**Stated exercise:** Reproduce the records from their start through the line containing "75 L 160 75", both ends included, omitting the pictures and giving nothing beyond those lines. Scale every coordinate in the answers by 0.75, rounding to whole numbers with halves rounded up, and leave the requests and their format samples unchanged.

☆ ☆ ☆

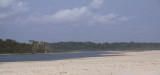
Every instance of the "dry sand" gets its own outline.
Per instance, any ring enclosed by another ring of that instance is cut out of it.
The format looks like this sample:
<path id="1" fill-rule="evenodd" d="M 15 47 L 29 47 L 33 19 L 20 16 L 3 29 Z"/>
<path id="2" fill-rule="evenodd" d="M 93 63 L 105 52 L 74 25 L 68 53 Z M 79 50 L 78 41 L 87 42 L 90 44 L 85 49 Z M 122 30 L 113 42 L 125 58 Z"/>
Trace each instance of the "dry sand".
<path id="1" fill-rule="evenodd" d="M 1 62 L 0 75 L 160 75 L 160 50 L 54 61 Z"/>

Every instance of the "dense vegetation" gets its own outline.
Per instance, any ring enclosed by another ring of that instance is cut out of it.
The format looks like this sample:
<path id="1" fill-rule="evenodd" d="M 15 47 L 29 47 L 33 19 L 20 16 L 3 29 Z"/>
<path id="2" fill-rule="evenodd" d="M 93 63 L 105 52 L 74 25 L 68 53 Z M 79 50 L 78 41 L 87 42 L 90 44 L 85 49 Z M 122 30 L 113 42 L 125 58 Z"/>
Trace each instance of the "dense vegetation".
<path id="1" fill-rule="evenodd" d="M 30 40 L 19 43 L 11 39 L 0 39 L 0 53 L 47 53 L 77 50 L 160 50 L 160 43 L 93 43 L 93 42 L 58 42 L 47 43 Z"/>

☆ ☆ ☆

**Exercise answer:**
Every instance of the "dry sand" gets its own outline.
Per instance, any ring enclosed by another ring of that instance is cut out of it.
The format looks like this sample:
<path id="1" fill-rule="evenodd" d="M 15 47 L 29 47 L 33 19 L 20 16 L 3 29 Z"/>
<path id="2" fill-rule="evenodd" d="M 93 63 L 105 52 L 74 25 L 68 53 Z M 79 50 L 78 41 L 87 42 L 90 44 L 85 49 Z M 122 30 L 113 42 L 125 58 Z"/>
Trace each instance of the "dry sand".
<path id="1" fill-rule="evenodd" d="M 1 47 L 0 56 L 120 56 L 120 38 L 41 46 Z"/>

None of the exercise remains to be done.